This week is Children’s Mental Health Week, and with the events of the last two years still fresh in everyone’s minds it feels more important than ever to focus on the mental wellbeing of our students. As a society, we are more aware of issues such as neurodiversity, social anxiety or specific learning difficulties, and the challenges these present for students.

The prevalence of technology in the lives of children at the moment has led to a number of questions regarding the way children are using technology, and social media in particular, in their day-to-day lives. However, if we step away from the concerns over social media for a moment, and look at the issue from a different angle, we can see that the way that technology is used in schools has a powerful role to play in managing some of the anxiety sometimes experienced by our students.

The role of the teacher is sometimes described as being in loco parentis, ie ‘in the place of the parent’. In other words, teachers can effectively be seen as ‘co-parents’ of the child; they take responsibility for the child while they are on the school premises. A common cause of stress and anxiety in children is when there is a lot of friction at home, or the relationship between the parents is an unhappy one. If we extrapolate this to include the home and school, then we have to work to ensure that the relationship between teachers and parents is a positive and collaborative one.

* DATASET:
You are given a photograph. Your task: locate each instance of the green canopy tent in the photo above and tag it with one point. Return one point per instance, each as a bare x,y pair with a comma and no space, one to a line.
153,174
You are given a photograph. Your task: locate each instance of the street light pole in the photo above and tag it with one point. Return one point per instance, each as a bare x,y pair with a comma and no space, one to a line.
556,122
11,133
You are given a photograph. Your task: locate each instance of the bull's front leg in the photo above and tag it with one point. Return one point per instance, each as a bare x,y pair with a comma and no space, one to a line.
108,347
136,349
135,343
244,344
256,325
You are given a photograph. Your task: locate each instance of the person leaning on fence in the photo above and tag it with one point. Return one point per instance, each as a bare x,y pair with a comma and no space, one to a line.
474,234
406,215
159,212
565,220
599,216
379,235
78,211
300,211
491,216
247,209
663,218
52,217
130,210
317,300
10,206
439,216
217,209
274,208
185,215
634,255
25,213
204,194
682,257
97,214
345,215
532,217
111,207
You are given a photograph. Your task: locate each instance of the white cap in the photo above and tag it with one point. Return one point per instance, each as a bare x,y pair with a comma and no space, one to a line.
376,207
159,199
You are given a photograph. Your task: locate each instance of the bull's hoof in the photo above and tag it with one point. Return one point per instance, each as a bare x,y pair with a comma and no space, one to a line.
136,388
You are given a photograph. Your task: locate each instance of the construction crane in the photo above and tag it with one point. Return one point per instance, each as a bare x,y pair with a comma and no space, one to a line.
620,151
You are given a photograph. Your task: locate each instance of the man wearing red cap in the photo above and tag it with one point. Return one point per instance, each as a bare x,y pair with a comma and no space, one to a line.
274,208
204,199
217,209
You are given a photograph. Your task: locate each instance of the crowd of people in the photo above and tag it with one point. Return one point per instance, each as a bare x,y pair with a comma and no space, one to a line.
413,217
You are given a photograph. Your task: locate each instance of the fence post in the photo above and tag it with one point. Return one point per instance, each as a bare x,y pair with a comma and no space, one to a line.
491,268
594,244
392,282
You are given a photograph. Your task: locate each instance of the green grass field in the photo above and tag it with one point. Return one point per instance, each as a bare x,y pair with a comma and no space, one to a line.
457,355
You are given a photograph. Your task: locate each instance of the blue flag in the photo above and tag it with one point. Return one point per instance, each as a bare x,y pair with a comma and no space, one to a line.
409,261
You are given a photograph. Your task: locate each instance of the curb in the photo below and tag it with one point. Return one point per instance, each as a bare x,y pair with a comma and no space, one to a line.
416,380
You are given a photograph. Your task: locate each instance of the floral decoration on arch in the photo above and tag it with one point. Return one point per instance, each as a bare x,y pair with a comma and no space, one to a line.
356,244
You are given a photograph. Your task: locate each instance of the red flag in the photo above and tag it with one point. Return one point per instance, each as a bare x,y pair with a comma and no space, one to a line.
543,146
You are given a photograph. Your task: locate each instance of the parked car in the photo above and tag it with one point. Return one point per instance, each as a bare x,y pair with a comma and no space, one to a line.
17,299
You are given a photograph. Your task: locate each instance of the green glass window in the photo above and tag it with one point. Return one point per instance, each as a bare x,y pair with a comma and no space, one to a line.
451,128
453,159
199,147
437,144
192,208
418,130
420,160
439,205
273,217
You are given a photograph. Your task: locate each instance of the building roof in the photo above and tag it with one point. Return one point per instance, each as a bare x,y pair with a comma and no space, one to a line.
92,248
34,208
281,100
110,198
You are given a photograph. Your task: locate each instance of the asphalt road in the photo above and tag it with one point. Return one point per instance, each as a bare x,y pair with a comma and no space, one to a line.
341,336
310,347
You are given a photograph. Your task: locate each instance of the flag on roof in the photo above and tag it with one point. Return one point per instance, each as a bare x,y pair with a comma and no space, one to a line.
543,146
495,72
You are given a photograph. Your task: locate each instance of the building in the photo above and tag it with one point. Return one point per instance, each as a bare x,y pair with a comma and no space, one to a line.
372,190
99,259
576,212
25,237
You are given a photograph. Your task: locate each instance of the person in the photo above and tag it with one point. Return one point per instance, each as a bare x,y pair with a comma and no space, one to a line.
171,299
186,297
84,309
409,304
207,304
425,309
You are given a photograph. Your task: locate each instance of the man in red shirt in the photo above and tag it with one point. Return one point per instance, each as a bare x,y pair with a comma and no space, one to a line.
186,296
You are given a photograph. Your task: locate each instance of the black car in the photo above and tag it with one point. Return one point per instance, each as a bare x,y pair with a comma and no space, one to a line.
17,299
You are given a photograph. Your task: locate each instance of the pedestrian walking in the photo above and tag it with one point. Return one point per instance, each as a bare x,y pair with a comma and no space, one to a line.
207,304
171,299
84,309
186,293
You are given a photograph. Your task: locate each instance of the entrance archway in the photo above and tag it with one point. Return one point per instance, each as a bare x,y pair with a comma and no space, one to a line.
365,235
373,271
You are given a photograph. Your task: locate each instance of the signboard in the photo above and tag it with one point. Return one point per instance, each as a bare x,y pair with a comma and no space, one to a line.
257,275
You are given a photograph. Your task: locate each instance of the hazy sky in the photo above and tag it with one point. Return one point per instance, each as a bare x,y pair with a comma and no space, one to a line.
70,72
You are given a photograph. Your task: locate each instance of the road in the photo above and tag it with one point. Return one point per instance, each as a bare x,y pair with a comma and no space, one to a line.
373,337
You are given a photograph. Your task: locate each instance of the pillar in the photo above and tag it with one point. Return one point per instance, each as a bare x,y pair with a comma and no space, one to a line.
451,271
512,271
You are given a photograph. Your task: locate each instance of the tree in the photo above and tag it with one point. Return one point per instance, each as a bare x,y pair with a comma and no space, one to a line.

* GOAL A: According to the passage on children's mental health, why must the relationship between teachers and parents be positive and collaborative?
* GOAL B: Set down the stretch of the passage on children's mental health from "The prevalence of" through "by our students.", word for word.

* EXERCISE ANSWER A: Teachers act "in the place of the parent," so they are effectively co-parents while the child is at school. Friction or an unhappy relationship between parents is a common cause of stress and anxiety in children. Extending this to home and school, friction between teachers and parents could affect children the same way.

* EXERCISE ANSWER B:
The prevalence of technology in the lives of children at the moment has led to a number of questions regarding the way children are using technology, and social media in particular, in their day-to-day lives. However, if we step away from the concerns over social media for a moment, and look at the issue from a different angle, we can see that the way that technology is used in schools has a powerful role to play in managing some of the anxiety sometimes experienced by our students.